What needs to be done – Copy everything from the line with "Note: point out the garden" down to the line with "point(23, 200)" in the records below, changing "one to a line" to "one per line" and leaving the rest unchanged. Omit the pictures.
* Begin Provided data *
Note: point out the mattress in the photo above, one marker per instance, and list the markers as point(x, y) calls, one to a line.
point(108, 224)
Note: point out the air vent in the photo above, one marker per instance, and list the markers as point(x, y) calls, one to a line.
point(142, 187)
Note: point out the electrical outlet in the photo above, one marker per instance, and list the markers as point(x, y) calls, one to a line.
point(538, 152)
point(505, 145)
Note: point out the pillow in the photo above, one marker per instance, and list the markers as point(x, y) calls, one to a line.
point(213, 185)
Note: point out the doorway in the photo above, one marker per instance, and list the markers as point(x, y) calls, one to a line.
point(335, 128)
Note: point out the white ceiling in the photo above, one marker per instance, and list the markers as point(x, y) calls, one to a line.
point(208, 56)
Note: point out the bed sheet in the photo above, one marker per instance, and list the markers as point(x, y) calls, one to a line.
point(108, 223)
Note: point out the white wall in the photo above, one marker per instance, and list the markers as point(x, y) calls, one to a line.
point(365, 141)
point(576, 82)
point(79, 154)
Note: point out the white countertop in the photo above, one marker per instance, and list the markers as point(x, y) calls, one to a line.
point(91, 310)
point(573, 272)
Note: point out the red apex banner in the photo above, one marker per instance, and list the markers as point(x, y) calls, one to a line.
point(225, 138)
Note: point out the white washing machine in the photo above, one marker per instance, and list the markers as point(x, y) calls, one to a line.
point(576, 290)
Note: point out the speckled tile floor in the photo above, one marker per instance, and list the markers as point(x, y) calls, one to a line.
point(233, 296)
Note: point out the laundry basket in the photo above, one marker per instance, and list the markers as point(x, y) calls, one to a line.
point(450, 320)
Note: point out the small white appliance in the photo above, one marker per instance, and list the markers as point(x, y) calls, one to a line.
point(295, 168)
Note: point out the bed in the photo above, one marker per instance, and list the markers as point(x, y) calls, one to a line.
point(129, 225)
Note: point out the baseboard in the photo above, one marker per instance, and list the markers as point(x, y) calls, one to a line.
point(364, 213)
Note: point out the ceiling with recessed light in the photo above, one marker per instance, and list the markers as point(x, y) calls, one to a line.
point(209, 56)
* End Provided data *
* Begin Provided data *
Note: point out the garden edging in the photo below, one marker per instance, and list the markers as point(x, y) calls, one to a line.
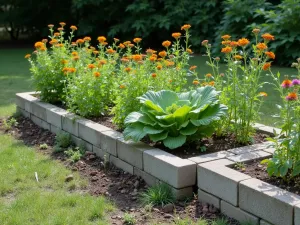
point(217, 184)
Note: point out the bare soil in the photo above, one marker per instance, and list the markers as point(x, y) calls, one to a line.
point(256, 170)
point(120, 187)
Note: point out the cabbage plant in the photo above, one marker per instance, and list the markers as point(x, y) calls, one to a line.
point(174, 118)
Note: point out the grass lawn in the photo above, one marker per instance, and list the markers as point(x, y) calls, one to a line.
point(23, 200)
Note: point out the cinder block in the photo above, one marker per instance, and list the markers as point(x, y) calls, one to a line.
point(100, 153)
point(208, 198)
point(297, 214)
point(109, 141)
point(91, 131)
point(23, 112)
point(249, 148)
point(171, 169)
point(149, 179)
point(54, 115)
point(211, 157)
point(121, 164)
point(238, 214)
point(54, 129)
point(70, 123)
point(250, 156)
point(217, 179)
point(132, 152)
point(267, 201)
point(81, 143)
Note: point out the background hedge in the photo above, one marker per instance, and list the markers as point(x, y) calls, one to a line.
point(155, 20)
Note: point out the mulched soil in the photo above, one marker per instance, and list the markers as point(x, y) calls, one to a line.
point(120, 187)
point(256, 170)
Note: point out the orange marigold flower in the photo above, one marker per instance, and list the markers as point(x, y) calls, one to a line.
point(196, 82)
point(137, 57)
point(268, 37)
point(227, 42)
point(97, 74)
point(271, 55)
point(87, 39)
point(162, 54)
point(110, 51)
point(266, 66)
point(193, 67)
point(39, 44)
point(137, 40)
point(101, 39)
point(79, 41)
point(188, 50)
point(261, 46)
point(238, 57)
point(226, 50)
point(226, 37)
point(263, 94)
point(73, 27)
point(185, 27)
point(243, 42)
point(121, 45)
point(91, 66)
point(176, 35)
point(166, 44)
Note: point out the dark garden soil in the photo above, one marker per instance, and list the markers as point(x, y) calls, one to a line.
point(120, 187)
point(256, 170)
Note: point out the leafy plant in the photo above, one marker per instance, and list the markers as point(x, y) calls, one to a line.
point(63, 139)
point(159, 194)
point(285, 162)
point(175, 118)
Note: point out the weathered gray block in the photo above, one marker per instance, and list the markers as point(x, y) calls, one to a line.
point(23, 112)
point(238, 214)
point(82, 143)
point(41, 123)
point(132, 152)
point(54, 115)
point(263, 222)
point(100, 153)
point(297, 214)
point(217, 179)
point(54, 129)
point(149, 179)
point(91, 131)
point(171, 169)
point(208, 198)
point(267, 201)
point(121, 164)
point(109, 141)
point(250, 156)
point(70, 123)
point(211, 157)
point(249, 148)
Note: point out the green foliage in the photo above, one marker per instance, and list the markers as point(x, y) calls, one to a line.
* End Provided data *
Exercise output –
Note: point out the garden edging in the photo below, one marker per instance, and list the markers as point(x, y) calls, one per line.
point(217, 184)
Note: point out the bare soil in the photo above, one marker per instance, and list the markers as point(x, y) calls, one per line.
point(256, 170)
point(120, 187)
Note: point out the cabbage plant in the photo above, one marker per instance, and list the markers as point(x, y) calls, one per line.
point(174, 118)
Note: point out the grass lawn in the photo above, one marker per instance, and list the markers as point(x, y) calls, one per line.
point(23, 200)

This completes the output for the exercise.